* [任务提示] 找出下列记录中所有包含字符串“flower”的行，并将这些行原样抄录下来。

* [数据内容]
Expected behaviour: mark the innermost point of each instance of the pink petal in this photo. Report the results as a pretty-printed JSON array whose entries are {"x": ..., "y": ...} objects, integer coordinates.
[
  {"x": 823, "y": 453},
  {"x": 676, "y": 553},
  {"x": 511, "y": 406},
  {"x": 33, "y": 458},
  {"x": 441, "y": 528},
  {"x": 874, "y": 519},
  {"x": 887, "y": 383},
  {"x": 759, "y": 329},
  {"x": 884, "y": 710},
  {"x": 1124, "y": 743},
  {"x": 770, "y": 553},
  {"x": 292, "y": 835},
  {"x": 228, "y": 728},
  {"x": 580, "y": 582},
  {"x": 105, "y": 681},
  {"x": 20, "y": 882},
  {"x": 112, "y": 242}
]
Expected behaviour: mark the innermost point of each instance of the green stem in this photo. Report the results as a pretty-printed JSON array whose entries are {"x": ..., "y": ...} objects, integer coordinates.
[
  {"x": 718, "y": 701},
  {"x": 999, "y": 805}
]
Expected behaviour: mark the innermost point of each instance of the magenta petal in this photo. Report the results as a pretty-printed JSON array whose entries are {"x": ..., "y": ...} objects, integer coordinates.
--
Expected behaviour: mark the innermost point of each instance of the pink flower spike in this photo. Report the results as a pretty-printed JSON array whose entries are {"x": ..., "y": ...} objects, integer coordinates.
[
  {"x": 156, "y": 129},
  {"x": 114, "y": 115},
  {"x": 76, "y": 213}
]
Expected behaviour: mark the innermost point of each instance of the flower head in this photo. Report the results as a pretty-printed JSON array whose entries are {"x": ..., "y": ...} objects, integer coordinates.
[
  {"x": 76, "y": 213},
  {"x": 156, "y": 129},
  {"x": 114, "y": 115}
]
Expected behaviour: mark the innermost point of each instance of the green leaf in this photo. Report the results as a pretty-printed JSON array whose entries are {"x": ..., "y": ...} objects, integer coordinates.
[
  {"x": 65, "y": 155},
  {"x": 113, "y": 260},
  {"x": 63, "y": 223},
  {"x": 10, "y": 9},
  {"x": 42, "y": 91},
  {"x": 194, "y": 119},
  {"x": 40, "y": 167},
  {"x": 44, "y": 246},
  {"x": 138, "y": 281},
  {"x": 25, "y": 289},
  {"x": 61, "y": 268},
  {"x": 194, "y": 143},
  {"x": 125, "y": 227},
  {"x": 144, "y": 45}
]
* * *
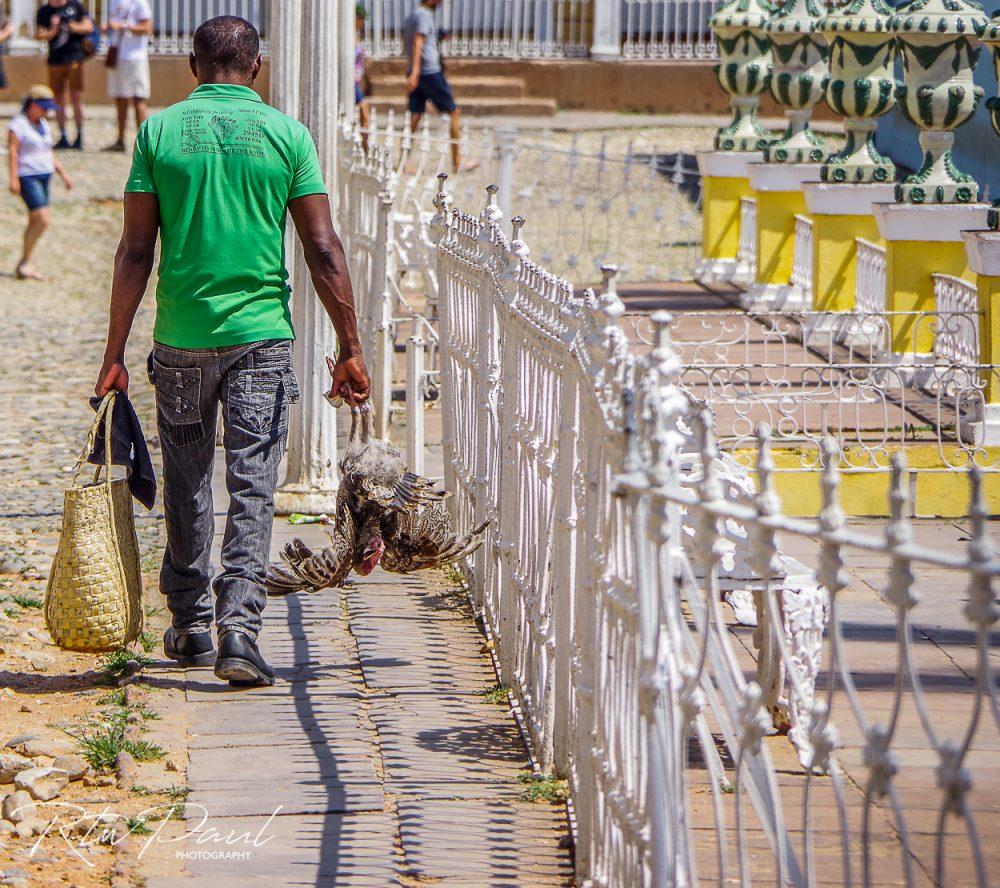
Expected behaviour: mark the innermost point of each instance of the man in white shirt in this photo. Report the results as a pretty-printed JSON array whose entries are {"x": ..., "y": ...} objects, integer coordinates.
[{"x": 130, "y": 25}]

* [任务结果]
Expected behaviour: mark the innermost point of each instance of the pink flower spike in this photo. Report the results as a pretty-printed JSON array whose entries are {"x": ..., "y": ...} objects, integer coordinates.
Expected behaviour: mark the innermost point of each instance of the flower head in this photo. Report the results as a pretty-printed JSON array whose entries are {"x": ..., "y": ...} objects, integer coordinates.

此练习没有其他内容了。